### Dataset excerpts ###

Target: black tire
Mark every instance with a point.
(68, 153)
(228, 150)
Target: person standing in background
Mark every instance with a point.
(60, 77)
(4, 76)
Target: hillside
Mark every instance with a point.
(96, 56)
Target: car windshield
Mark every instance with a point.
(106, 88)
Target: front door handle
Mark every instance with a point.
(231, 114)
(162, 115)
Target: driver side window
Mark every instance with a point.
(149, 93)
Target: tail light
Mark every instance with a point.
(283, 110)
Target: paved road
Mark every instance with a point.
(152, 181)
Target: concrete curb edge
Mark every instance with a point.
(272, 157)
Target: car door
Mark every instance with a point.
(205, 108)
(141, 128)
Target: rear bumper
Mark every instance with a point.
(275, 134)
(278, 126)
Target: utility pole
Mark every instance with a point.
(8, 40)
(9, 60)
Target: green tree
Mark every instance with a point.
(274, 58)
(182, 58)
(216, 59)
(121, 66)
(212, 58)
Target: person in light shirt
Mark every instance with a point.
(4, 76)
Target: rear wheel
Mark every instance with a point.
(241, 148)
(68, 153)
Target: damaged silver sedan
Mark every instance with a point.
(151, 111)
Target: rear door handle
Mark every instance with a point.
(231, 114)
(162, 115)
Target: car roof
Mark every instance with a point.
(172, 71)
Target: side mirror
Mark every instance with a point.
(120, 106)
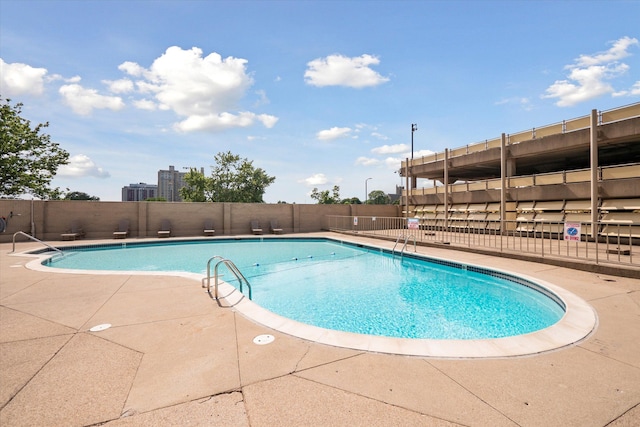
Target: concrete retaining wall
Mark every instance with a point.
(47, 220)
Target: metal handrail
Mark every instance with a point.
(232, 268)
(34, 239)
(406, 240)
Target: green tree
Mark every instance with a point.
(79, 195)
(28, 158)
(196, 188)
(233, 179)
(351, 201)
(378, 197)
(324, 198)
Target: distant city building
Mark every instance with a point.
(139, 192)
(170, 182)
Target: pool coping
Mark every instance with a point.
(578, 323)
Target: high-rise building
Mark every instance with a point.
(139, 192)
(169, 184)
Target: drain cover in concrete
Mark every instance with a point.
(263, 339)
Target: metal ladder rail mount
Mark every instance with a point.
(232, 268)
(404, 246)
(34, 239)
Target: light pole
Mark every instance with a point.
(414, 127)
(366, 194)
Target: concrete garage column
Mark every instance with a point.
(503, 180)
(142, 218)
(594, 172)
(446, 188)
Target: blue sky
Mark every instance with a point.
(316, 93)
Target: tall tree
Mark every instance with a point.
(324, 198)
(196, 188)
(79, 195)
(379, 197)
(28, 158)
(233, 179)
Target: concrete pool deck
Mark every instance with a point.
(174, 357)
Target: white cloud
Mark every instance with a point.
(589, 75)
(379, 136)
(21, 79)
(83, 101)
(80, 166)
(634, 91)
(314, 180)
(393, 162)
(204, 90)
(367, 161)
(339, 70)
(618, 51)
(333, 133)
(119, 86)
(391, 149)
(223, 121)
(145, 104)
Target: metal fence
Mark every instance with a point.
(545, 239)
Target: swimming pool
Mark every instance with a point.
(352, 288)
(292, 260)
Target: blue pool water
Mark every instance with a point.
(350, 288)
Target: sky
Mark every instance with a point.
(316, 93)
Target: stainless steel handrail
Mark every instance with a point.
(406, 240)
(32, 238)
(231, 267)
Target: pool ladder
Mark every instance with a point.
(22, 233)
(231, 267)
(404, 246)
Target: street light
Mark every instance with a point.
(414, 127)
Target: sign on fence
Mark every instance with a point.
(572, 231)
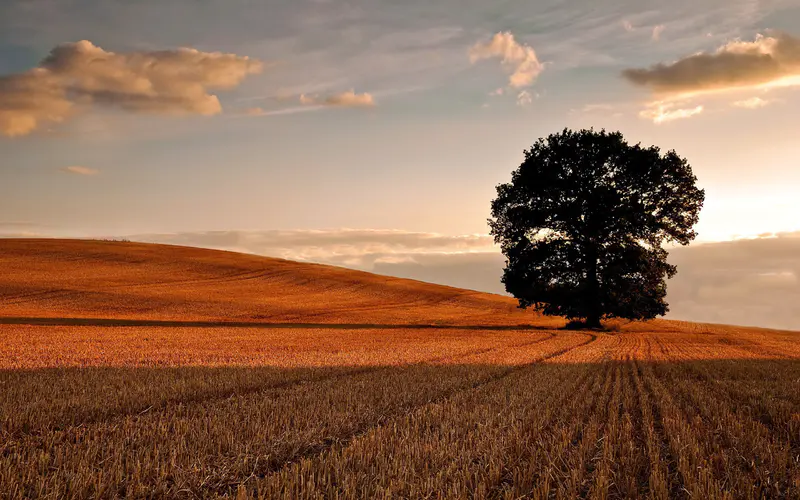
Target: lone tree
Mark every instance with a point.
(582, 224)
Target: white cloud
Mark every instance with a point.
(524, 98)
(521, 59)
(345, 99)
(81, 74)
(754, 281)
(660, 112)
(356, 247)
(79, 170)
(752, 103)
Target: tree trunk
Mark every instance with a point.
(593, 312)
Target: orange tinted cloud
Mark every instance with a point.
(78, 170)
(163, 82)
(345, 99)
(739, 64)
(520, 58)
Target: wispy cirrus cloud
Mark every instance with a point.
(664, 111)
(521, 59)
(81, 74)
(353, 247)
(752, 103)
(750, 281)
(79, 170)
(347, 99)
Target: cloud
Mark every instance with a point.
(352, 247)
(347, 99)
(660, 112)
(524, 98)
(521, 59)
(78, 170)
(765, 62)
(748, 282)
(752, 103)
(82, 74)
(594, 108)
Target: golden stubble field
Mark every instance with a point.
(146, 371)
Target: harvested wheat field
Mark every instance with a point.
(147, 371)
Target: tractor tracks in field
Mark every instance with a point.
(211, 396)
(335, 442)
(123, 322)
(341, 442)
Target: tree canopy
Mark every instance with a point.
(583, 221)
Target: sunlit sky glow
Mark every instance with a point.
(401, 115)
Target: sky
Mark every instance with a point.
(332, 131)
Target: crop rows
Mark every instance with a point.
(530, 415)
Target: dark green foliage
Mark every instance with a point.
(582, 224)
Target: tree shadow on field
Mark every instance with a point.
(56, 398)
(309, 411)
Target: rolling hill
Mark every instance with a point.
(108, 279)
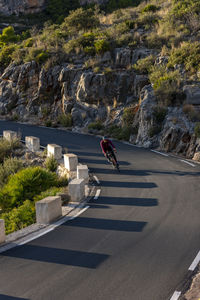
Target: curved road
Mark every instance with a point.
(135, 242)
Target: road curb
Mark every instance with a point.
(34, 231)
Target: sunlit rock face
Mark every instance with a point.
(9, 7)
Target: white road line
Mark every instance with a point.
(195, 262)
(187, 162)
(97, 194)
(97, 180)
(35, 237)
(163, 154)
(80, 212)
(175, 295)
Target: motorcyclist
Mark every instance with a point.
(107, 146)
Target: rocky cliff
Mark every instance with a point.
(9, 7)
(32, 94)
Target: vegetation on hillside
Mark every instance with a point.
(22, 186)
(169, 28)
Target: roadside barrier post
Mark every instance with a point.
(77, 190)
(82, 173)
(48, 209)
(2, 231)
(32, 143)
(71, 162)
(55, 150)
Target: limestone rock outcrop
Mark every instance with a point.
(9, 7)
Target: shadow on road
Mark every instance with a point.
(102, 161)
(106, 224)
(144, 172)
(58, 256)
(5, 297)
(130, 185)
(126, 201)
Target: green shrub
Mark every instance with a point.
(48, 123)
(162, 79)
(9, 167)
(50, 192)
(149, 8)
(51, 163)
(58, 9)
(154, 130)
(96, 126)
(143, 66)
(90, 50)
(8, 36)
(188, 55)
(20, 217)
(191, 112)
(101, 46)
(6, 55)
(41, 57)
(24, 185)
(197, 130)
(81, 19)
(65, 120)
(182, 8)
(159, 114)
(29, 42)
(37, 54)
(120, 133)
(129, 115)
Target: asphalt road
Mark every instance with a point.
(135, 242)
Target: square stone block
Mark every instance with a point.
(82, 172)
(48, 209)
(32, 143)
(55, 150)
(70, 161)
(77, 190)
(2, 231)
(10, 135)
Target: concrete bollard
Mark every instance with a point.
(71, 162)
(2, 231)
(82, 173)
(48, 209)
(9, 135)
(32, 143)
(77, 190)
(55, 150)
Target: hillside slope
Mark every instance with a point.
(132, 74)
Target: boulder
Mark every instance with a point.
(192, 93)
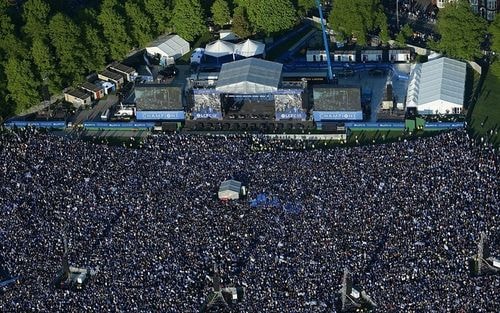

###

> Your goal
From the first line to the last, copy the listing above exactly and leave out the images.

> Written reply
Target: black tire
Mark every instance with a point.
(68, 153)
(228, 150)
Target: person standing in background
Mark every instance with a point.
(60, 77)
(4, 76)
Target: hillside
Mark every instance with a point.
(96, 56)
Target: car windshield
Mark every instance with a point.
(106, 88)
Target: front door handle
Mark every instance with a point.
(231, 114)
(162, 115)
Target: driver side window
Mark every instance with a point.
(149, 93)
Target: tail light
Mark every instance with a point.
(283, 110)
Target: paved road
Mark every instance with a point.
(152, 181)
Target: concrete curb edge
Mark every instance with a point.
(272, 157)
Target: car door
Mark every instance with a point.
(205, 108)
(141, 128)
Target: rear bumper
Mark every instance with a point.
(275, 134)
(278, 126)
Target: utility pole
Mark every instance with a point.
(8, 40)
(9, 60)
Target: green tree
Mark every instance with a point.
(274, 58)
(182, 58)
(216, 59)
(121, 66)
(212, 58)
Target: person in light shirt
Mark every instance with a point.
(4, 76)
Target: rear wheel
Mark every instance with a point.
(241, 148)
(68, 153)
Target: damaged silver sedan
Mark every instance with a point.
(151, 111)
Target: rear door handle
Mark every instance with a point.
(231, 114)
(162, 115)
Target: car roof
Mark every instance with a point.
(172, 71)
Target: side mirror
Mark every instance with a point.
(120, 106)
Target: concrete retaining wall
Mark every instance with a point.
(47, 220)
Target: metal handrail
Mark every instance with a point.
(232, 268)
(34, 239)
(406, 240)
Target: green tree
Mark every instance with a point.
(79, 195)
(28, 158)
(196, 188)
(233, 179)
(351, 201)
(378, 197)
(324, 198)
Target: distant city building
Mark every instance with a point.
(139, 192)
(170, 182)
Target: pool coping
Mark every instance with a point.
(578, 323)
Target: high-rise building
Mark every instance with a point.
(139, 192)
(169, 184)
Target: drain cover in concrete
Mark every instance with a point.
(263, 339)
Target: metal ladder rail mount
Mark every instance with a point.
(232, 268)
(404, 246)
(34, 239)
Target: light pole
Mark every instance with a point.
(414, 127)
(366, 194)
Target: concrete garage column
Mark every instance with a point.
(503, 180)
(142, 218)
(594, 172)
(446, 188)
Target: blue sky
Mark every instance with a point.
(316, 93)
Target: tall tree
Mark every instance with a point.
(324, 198)
(196, 188)
(79, 195)
(379, 197)
(28, 158)
(233, 179)
Target: concrete pool deck
Mark every instance with a point.
(174, 357)
Target: white cloud
Mark every instance with a point.
(589, 75)
(379, 136)
(21, 79)
(83, 101)
(80, 166)
(634, 91)
(314, 180)
(393, 162)
(204, 90)
(367, 161)
(339, 70)
(618, 51)
(333, 133)
(119, 86)
(391, 149)
(223, 121)
(145, 104)
Target: metal fence
Mark every instance with a point.
(545, 239)
Target: swimming pool
Mark every instance with a point.
(352, 288)
(292, 260)
Target: blue pool water
Mark every instance with a point.
(350, 288)
Target: sky
Mark every instance with a point.
(316, 93)
Target: stainless steel handrail
Mark every instance with a point.
(406, 240)
(32, 238)
(231, 267)
Target: pool ladder
Mark every instance with a point.
(22, 233)
(231, 267)
(404, 246)
Target: street light
Mark every instance with a point.
(414, 127)
Target: sign on fence
Mark every instance with a point.
(572, 231)
Target: lone tree
Mark every instance with a point.
(582, 224)
Target: white cloud
Mark every instance with a point.
(524, 98)
(521, 59)
(345, 99)
(81, 74)
(754, 281)
(660, 112)
(356, 247)
(79, 170)
(752, 103)
Target: tree trunk
Mark every instance with a point.
(593, 312)
Target: orange tinted cloud
Mark every instance with a point.
(78, 170)
(163, 82)
(345, 99)
(739, 64)
(520, 58)
Target: wispy cirrus cloud
Mark every instance with a point.
(664, 111)
(521, 59)
(81, 74)
(353, 247)
(752, 103)
(750, 281)
(79, 170)
(347, 99)
Target: cloud
Mark every instance with a point.
(352, 247)
(347, 99)
(660, 112)
(524, 98)
(521, 59)
(78, 170)
(765, 62)
(748, 282)
(752, 103)
(82, 74)
(594, 108)
Target: golden stubble field
Mark every instance with a point.
(146, 371)
Target: harvested wheat field
Mark every instance with a point.
(147, 371)
Target: tractor tracks in field
Mark every instance with a point.
(211, 396)
(335, 442)
(123, 322)
(341, 442)
Target: tree canopy
Mark every instance with a point.
(583, 221)
Target: sunlit sky glow
Mark every instance with a point.
(401, 115)
Target: sky
Mark every instance with a point.
(332, 131)
Target: crop rows
Mark every instance with a point.
(530, 415)
Target: dark green foliage
Mark every instance with a point.
(582, 224)
Target: tree shadow on field
Mark every instance with a point.
(56, 398)
(309, 411)
Target: rolling hill
Mark every instance with a point.
(108, 279)
Target: curved road
Mark every instance with a point.
(135, 242)
Target: road curb
Mark every instance with a point.
(34, 231)
Target: sunlit rock face
Mark every instance with a point.
(9, 7)
Target: white road line
Mark every instance with a point.
(195, 262)
(187, 162)
(97, 194)
(97, 180)
(35, 237)
(163, 154)
(80, 212)
(175, 295)
Target: motorcyclist
Mark every instance with a point.
(107, 146)
Target: rocky cliff
Mark every instance with a point.
(9, 7)
(32, 94)
Target: vegetation on hillside
Mark every instance with a point.
(22, 186)
(169, 28)
Target: roadside barrier post
Mark every instance with a point.
(77, 190)
(82, 173)
(48, 209)
(2, 231)
(32, 143)
(71, 162)
(55, 150)
Target: limestone rock outcrop
Mark every instance with a point.
(9, 7)
Target: shadow on road
Mark every instance with a point.
(102, 161)
(106, 224)
(144, 172)
(58, 256)
(5, 297)
(130, 185)
(126, 201)
Target: green shrub
Mark every instance with a point.
(48, 123)
(162, 79)
(9, 167)
(50, 192)
(149, 8)
(51, 163)
(58, 9)
(154, 130)
(96, 126)
(143, 66)
(90, 50)
(8, 36)
(188, 55)
(20, 217)
(191, 112)
(101, 46)
(6, 55)
(41, 57)
(24, 185)
(197, 130)
(81, 19)
(65, 120)
(182, 8)
(159, 114)
(29, 42)
(37, 54)
(120, 133)
(129, 115)
Target: asphalt road
Mark every instance with a point.
(135, 242)
Target: square stone block
Mark every instance with a point.
(82, 172)
(48, 209)
(32, 143)
(55, 150)
(70, 161)
(77, 190)
(2, 231)
(10, 135)
Target: concrete bollard
Mark every instance with a point.
(71, 162)
(2, 231)
(82, 173)
(48, 209)
(9, 135)
(32, 143)
(77, 190)
(55, 150)
Target: hillside slope
Mark every instance with a point.
(132, 74)
Target: boulder
Mark every instance with a point.
(192, 93)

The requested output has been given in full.